**本文**
もうかれこれ10年前のことで、今は寛解して元気に暮らしている。
その友人が自身の病気について語ってくれたことで、
とても印象深く、今でも忘れられない言葉がある。

「癌が分かった時、正直、やっとゆっくり寝られると思ったんだよね」

その頃の友人は、仕事が多忙を極めていた。
上司との反りも合わず、
ノルマが達成できなかった月は
全社員の前で、まるで見せ物みたいに叱責を受けていたらしい。
同時に、お母さんの認知症がひどくなっていて、
夜もゆっくり眠ることができなかった。
仕事中に、徘徊しているお母さんを保護したから連れに来るようにと
警察から連絡があったり。
身も心も全然休まらず、毎日ぎゅっと緊張した生活を続けていた。
精神状態はもう極限だったようで、当時は意味もなくよく泣いていた。
そんな時に体の異変を感じ、病気が発覚したというわけだ。

普通はショックを受けるはずの病名なのに、
医者から癌告知をされて、ほっとしたとは。
心身はよほど疲れ切っていたのだと思う。

よく、病は気からという。
病気にはなりたくないと誰もが言う。
けれども、じつは病気は自分がなりたくてなっているということも聞く。
かなりの暴論だけど、あながち間違っていないのかもしれない。

**作成内容**
本文のうち、"上司との反りも合わず、"から"身も心も全然休まらず、毎日ぎゅっと緊張した生活を続けていた。"までをそのまま書き写してください。

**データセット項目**
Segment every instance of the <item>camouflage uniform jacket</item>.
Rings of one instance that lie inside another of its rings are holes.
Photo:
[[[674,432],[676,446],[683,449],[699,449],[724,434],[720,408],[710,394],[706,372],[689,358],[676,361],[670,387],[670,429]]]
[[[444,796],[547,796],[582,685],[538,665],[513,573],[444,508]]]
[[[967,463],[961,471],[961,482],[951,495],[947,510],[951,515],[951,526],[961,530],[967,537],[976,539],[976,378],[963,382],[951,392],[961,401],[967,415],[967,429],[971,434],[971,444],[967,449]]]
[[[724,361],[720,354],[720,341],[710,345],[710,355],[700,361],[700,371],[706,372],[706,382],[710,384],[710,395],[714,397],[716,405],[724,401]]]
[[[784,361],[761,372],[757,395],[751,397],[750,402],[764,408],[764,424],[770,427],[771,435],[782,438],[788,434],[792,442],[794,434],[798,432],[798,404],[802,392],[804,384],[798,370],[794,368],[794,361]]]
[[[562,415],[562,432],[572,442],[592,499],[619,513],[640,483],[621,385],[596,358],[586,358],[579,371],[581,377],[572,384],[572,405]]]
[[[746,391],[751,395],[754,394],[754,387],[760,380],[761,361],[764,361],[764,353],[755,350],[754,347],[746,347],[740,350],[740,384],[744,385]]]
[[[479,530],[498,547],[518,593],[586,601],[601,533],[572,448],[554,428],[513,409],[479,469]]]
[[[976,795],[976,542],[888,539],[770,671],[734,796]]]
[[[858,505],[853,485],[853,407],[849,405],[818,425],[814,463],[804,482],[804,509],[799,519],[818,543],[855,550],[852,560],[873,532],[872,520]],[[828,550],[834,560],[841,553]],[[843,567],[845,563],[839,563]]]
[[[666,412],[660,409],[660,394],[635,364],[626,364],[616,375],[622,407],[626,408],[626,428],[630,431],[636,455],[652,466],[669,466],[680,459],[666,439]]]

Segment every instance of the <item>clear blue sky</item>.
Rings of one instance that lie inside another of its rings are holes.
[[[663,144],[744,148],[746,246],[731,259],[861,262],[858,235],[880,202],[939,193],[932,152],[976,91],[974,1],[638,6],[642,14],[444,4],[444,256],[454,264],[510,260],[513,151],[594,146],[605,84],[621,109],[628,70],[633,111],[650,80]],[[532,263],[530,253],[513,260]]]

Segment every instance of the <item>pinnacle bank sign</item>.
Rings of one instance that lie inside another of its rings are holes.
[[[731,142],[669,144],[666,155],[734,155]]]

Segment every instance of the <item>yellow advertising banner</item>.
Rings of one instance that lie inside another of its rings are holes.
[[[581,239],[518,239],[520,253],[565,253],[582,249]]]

**完成例**
上司との反りも合わず、
ノルマが達成できなかった月は
全社員の前で、まるで見せ物みたいに叱責を受けていたらしい。
同時に、お母さんの認知症がひどくなっていて、
夜もゆっくり眠ることができなかった。
仕事中に、徘徊しているお母さんを保護したから連れに来るようにと
警察から連絡があったり。
身も心も全然休まらず、毎日ぎゅっと緊張した生活を続けていた。